• UIT TE VOEREN TAAK:
Geef de regels vanaf het begin van de gegevens tot en met de regel met "[[331, 62], [260, 88], [331, 50], [147, 115], [49, 44]]" weer als een JSON-lijst van strings, met één string per regel en zonder lege regels.

• AANGELEVERDE GEGEVENS:
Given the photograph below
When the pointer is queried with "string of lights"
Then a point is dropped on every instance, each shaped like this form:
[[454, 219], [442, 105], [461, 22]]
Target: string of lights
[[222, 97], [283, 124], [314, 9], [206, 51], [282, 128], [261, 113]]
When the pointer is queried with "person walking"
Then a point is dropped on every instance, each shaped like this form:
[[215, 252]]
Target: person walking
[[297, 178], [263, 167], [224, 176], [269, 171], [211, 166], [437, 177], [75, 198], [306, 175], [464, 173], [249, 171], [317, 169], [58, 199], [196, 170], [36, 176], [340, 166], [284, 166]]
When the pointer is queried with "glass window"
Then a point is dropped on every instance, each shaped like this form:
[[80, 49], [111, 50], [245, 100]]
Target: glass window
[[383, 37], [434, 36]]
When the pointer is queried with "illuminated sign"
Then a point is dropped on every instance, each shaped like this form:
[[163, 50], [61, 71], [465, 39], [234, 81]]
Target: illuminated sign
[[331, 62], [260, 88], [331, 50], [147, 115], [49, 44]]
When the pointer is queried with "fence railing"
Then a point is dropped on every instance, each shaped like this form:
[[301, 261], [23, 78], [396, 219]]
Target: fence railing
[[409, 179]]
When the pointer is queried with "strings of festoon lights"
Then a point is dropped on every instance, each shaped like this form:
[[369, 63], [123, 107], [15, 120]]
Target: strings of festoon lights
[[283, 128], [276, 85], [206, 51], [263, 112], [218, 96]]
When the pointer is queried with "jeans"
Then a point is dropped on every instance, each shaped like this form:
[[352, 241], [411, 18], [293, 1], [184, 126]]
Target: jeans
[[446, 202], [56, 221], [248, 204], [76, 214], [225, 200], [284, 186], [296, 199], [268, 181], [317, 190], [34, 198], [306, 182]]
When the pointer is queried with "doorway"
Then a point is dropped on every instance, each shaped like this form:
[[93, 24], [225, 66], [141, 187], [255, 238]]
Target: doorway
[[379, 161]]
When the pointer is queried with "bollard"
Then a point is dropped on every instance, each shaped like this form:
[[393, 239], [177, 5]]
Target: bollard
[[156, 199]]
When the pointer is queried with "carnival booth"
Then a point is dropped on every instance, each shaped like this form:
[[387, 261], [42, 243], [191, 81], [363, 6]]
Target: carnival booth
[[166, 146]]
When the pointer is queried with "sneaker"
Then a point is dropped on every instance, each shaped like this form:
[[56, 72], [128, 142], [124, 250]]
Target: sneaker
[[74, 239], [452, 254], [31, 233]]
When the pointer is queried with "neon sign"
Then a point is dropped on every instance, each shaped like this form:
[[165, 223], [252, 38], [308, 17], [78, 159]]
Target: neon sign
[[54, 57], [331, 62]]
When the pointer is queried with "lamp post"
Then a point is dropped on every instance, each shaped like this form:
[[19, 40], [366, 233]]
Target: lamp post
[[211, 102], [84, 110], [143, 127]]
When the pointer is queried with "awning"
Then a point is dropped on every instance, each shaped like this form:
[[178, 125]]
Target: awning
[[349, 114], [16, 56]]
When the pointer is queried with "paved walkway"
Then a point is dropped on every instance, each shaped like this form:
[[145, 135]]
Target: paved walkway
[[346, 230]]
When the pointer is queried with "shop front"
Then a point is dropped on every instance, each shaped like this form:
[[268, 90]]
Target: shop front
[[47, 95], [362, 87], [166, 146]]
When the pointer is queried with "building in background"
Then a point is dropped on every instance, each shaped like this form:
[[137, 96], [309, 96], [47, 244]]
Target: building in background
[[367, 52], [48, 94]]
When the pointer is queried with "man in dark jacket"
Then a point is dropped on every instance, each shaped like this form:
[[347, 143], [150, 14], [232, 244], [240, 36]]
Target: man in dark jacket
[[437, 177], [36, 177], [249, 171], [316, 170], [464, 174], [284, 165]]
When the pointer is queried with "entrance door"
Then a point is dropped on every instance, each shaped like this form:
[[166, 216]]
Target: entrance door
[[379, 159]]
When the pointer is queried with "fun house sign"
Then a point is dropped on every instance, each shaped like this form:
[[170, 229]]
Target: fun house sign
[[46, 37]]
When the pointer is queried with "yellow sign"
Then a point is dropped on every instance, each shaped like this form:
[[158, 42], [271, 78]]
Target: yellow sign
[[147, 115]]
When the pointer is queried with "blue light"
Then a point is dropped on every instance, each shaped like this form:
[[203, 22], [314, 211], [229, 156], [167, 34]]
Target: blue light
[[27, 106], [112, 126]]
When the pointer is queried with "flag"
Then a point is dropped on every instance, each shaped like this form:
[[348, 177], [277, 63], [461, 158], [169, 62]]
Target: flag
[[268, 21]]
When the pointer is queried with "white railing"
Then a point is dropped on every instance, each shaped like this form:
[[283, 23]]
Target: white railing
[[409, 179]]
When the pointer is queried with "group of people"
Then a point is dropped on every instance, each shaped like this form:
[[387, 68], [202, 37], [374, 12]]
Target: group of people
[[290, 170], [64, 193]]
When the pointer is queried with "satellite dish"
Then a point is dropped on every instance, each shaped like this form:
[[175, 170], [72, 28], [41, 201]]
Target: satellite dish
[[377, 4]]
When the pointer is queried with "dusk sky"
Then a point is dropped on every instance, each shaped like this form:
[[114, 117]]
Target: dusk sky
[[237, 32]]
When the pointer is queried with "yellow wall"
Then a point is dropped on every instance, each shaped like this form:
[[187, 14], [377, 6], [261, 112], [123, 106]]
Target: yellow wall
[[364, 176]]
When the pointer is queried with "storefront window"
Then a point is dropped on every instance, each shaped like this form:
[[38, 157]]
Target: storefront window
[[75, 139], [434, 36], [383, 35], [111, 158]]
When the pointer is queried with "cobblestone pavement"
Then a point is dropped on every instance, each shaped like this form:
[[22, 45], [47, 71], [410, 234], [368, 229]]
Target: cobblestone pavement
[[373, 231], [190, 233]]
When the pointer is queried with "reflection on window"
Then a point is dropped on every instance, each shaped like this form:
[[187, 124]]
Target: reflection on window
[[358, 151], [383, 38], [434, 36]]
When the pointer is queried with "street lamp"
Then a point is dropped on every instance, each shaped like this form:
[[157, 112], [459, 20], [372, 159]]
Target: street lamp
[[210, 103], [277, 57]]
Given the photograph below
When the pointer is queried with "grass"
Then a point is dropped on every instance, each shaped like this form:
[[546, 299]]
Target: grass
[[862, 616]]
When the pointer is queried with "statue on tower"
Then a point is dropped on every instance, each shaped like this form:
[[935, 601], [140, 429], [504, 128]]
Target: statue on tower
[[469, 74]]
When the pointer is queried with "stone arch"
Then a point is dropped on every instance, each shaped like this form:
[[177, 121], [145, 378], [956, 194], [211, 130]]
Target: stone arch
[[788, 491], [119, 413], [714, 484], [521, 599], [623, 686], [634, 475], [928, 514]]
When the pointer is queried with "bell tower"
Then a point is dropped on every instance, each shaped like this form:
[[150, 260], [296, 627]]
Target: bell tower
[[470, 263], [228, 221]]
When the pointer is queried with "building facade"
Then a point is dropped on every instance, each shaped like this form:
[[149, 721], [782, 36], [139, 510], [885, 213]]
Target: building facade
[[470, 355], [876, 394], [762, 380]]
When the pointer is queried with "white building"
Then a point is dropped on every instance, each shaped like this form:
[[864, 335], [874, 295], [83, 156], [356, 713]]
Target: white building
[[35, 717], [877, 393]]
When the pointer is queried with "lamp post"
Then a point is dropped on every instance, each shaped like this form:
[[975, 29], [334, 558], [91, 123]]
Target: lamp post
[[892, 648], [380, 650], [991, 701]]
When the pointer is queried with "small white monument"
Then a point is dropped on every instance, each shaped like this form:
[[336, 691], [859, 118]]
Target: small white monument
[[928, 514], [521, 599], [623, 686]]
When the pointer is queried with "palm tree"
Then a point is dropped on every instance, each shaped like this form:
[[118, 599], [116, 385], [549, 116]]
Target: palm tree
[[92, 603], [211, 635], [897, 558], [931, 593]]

• UITGESCHREVEN OPLOSSING:
[
  "Given the photograph below",
  "When the pointer is queried with \"string of lights\"",
  "Then a point is dropped on every instance, each shaped like this form:",
  "[[454, 219], [442, 105], [461, 22]]",
  "Target: string of lights",
  "[[222, 97], [283, 124], [314, 9], [206, 51], [282, 128], [261, 113]]",
  "When the pointer is queried with \"person walking\"",
  "Then a point is dropped on every instance, each shaped like this form:",
  "[[215, 252]]",
  "Target: person walking",
  "[[297, 178], [263, 167], [224, 176], [269, 171], [211, 166], [437, 177], [75, 198], [306, 175], [464, 173], [249, 171], [317, 169], [58, 199], [196, 170], [36, 176], [340, 166], [284, 166]]",
  "When the pointer is queried with \"glass window\"",
  "Then a point is dropped on every instance, each shaped like this form:",
  "[[80, 49], [111, 50], [245, 100]]",
  "Target: glass window",
  "[[383, 37], [434, 36]]",
  "When the pointer is queried with \"illuminated sign\"",
  "Then a point is dropped on every instance, each shaped like this form:",
  "[[163, 50], [61, 71], [465, 39], [234, 81]]",
  "Target: illuminated sign",
  "[[331, 62], [260, 88], [331, 50], [147, 115], [49, 44]]"
]